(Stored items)
Segment Open

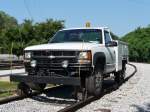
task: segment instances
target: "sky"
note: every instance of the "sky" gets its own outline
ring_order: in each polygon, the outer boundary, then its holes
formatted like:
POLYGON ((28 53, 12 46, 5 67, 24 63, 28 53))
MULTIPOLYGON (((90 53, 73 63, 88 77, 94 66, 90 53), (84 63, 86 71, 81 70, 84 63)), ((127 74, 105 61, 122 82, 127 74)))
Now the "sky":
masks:
POLYGON ((0 0, 0 10, 34 22, 65 20, 65 27, 107 26, 122 37, 150 24, 150 0, 0 0))

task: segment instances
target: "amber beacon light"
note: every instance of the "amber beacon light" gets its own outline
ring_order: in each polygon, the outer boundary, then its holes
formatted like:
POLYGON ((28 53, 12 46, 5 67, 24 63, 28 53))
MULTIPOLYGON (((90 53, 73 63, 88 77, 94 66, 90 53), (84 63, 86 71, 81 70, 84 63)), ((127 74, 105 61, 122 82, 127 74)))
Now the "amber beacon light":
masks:
POLYGON ((90 27, 91 26, 91 23, 90 22, 86 22, 86 27, 90 27))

Segment Closed

> _EXERCISE DESCRIPTION_: Looking over the entries above, how many lines contain the string "target"? State the number and nothing else.

> _REPLY_: 2